▶ Task description: Copy all of the records exactly.

*** Opening of Dataset content ***

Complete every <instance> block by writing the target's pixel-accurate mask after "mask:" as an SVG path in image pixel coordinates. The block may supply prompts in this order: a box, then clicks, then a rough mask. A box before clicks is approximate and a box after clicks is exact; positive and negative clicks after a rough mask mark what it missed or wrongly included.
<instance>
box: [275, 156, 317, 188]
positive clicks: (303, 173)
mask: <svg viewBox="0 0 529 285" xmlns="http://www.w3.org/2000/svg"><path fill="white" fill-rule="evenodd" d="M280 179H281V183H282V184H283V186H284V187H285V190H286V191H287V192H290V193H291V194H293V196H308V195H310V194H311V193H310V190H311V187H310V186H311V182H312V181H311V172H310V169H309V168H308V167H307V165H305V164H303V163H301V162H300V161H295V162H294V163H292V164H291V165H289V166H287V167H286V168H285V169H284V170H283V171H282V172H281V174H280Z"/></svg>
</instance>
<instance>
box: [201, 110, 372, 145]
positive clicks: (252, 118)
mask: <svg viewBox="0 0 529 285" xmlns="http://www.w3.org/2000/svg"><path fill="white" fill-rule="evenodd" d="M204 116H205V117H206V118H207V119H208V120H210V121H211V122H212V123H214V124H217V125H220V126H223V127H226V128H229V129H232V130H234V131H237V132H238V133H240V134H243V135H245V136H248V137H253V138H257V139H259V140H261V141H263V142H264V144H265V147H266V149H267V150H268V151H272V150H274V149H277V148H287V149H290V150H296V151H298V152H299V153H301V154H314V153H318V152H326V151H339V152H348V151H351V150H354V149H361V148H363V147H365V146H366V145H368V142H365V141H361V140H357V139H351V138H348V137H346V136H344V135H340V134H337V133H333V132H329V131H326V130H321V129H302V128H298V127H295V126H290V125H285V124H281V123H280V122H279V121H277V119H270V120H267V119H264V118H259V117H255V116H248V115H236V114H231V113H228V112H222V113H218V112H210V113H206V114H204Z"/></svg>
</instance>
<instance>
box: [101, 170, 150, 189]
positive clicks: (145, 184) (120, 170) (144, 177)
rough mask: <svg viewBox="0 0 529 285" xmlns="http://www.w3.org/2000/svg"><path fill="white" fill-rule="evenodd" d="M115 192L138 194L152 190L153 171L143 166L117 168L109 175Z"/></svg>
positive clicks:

*** Close of Dataset content ***

▶ Answer area:
Complete every <instance> block by writing the target's pixel-accurate mask after "mask:" as an SVG path in image pixel coordinates. The block may supply prompts in this order: a box, then clicks, then a rough mask. A box before clicks is approximate and a box after clicks is exact; positive and negative clicks after a rough mask mark what it missed or wrongly included.
<instance>
box: [275, 156, 317, 188]
positive clicks: (303, 173)
mask: <svg viewBox="0 0 529 285" xmlns="http://www.w3.org/2000/svg"><path fill="white" fill-rule="evenodd" d="M280 179H281V183H282V184H283V186H284V187H285V190H286V191H287V192H290V193H291V194H293V196H308V195H310V194H311V193H310V190H311V187H310V186H311V182H312V181H311V172H310V169H309V168H308V167H307V165H305V164H303V163H301V162H300V161H295V162H294V163H292V164H291V165H289V166H287V167H286V168H285V169H284V170H283V171H282V172H281V174H280Z"/></svg>
</instance>
<instance>
box: [201, 110, 372, 145]
positive clicks: (252, 118)
mask: <svg viewBox="0 0 529 285" xmlns="http://www.w3.org/2000/svg"><path fill="white" fill-rule="evenodd" d="M204 116H205V117H206V118H207V119H208V120H210V121H211V122H212V123H214V124H217V125H220V126H223V127H226V128H229V129H232V130H234V131H237V132H238V133H240V134H243V135H245V136H248V137H253V138H257V139H259V140H261V141H263V142H264V144H265V147H266V149H267V150H268V151H272V150H274V149H277V148H287V149H290V150H296V151H298V152H299V153H301V154H314V153H318V152H326V151H339V152H348V151H351V150H354V149H361V148H363V147H365V146H366V145H368V142H365V141H361V140H357V139H351V138H348V137H346V136H344V135H340V134H337V133H333V132H329V131H326V130H321V129H302V128H298V127H295V126H290V125H285V124H281V123H280V122H279V121H277V119H270V120H267V119H264V118H259V117H255V116H248V115H236V114H231V113H228V112H222V113H218V112H210V113H206V114H204Z"/></svg>
</instance>
<instance>
box: [101, 170, 150, 189]
positive clicks: (145, 184) (120, 170) (144, 177)
rough mask: <svg viewBox="0 0 529 285" xmlns="http://www.w3.org/2000/svg"><path fill="white" fill-rule="evenodd" d="M115 192L138 194L152 190L153 171L143 166L117 168L109 175Z"/></svg>
positive clicks:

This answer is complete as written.